Information given |
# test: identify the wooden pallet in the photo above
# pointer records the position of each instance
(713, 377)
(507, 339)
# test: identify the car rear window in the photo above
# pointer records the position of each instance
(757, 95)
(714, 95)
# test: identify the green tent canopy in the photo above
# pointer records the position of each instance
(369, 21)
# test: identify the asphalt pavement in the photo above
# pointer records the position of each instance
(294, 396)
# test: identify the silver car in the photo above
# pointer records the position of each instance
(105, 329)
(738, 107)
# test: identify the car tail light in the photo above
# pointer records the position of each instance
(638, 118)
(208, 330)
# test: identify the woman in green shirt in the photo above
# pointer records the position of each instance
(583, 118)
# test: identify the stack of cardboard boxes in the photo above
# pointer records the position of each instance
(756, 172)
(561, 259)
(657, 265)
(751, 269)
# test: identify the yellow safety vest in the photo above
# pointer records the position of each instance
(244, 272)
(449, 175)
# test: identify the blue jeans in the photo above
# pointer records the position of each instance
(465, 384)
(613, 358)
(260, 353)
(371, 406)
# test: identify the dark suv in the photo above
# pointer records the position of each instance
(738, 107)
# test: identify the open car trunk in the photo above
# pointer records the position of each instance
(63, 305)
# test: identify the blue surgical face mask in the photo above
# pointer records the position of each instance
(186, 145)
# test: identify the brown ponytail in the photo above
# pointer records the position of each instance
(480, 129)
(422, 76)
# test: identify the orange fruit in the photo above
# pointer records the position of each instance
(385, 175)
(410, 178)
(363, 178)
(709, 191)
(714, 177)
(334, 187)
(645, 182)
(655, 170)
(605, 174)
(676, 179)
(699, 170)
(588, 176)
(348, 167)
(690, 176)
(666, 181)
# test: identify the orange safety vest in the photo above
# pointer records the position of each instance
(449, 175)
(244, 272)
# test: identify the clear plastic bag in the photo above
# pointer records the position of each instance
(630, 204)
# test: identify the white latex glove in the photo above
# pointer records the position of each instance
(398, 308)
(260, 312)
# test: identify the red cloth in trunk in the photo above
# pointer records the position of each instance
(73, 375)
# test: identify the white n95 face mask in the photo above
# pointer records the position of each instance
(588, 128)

The task |
The response should be every record above restated exactly.

Response below |
# test: identify the wooden pallet in the photo above
# pointer records the position of each instance
(713, 377)
(507, 339)
# test: identify the car rear window in the photo above
# pointer records the position of each instance
(757, 95)
(714, 95)
# test: identify the green tent canopy in the photo above
# pointer records the position of each instance
(369, 21)
# test: identify the asphalt pavement in the photo above
# pointer records the position of each instance
(294, 396)
# test: identify the silver car in the photo above
# pointer records the position of each instance
(105, 329)
(738, 107)
# test: identify the car tail light in the photo above
# pointer records the position of each instance
(638, 118)
(208, 330)
# test: identify the woman in green shirt in the photo above
# pointer records the position of each instance
(583, 118)
# test: identify the stack of cardboard boxes in the photo above
# pointer records the position of each instance
(756, 172)
(561, 259)
(657, 265)
(751, 269)
# test: identify the yellow safety vest in the photo above
# pointer records the position of each instance
(244, 272)
(449, 175)
# test: identify the blue jeans in the photo above
# pointer records the position of each instance
(465, 384)
(613, 358)
(260, 353)
(371, 406)
# test: identify the dark suv in the photo above
# pointer records the position of each instance
(738, 107)
# test: identify the open car trunk in the photo above
# pointer records the position of each instance
(63, 305)
# test: identify the blue surgical face mask in the photo above
# pointer records the position of each instance
(186, 145)
# test: identify the brown ponytail in the photo above
# pointer records the position of each instance
(480, 129)
(422, 76)
# test: identify the orange fruit in the photo above
# pointer records the position of each instance
(385, 175)
(410, 178)
(363, 178)
(709, 191)
(714, 177)
(334, 187)
(645, 182)
(655, 170)
(605, 174)
(676, 179)
(699, 170)
(588, 176)
(348, 167)
(690, 176)
(666, 181)
# test: identify the orange safety vest in the photo above
# pointer records the position of each instance
(449, 175)
(244, 272)
# test: identify the clear plastic bag in the photo above
# pointer records the position of each instance
(630, 204)
# test: identify the white latex glove in the photo above
# pointer records the position of each instance
(398, 308)
(260, 312)
# test: identify the red cloth in trunk in the photo above
# pointer records the position of each instance
(73, 375)
# test: identify the white n95 face mask in the photo above
# pointer records the position of each instance
(588, 128)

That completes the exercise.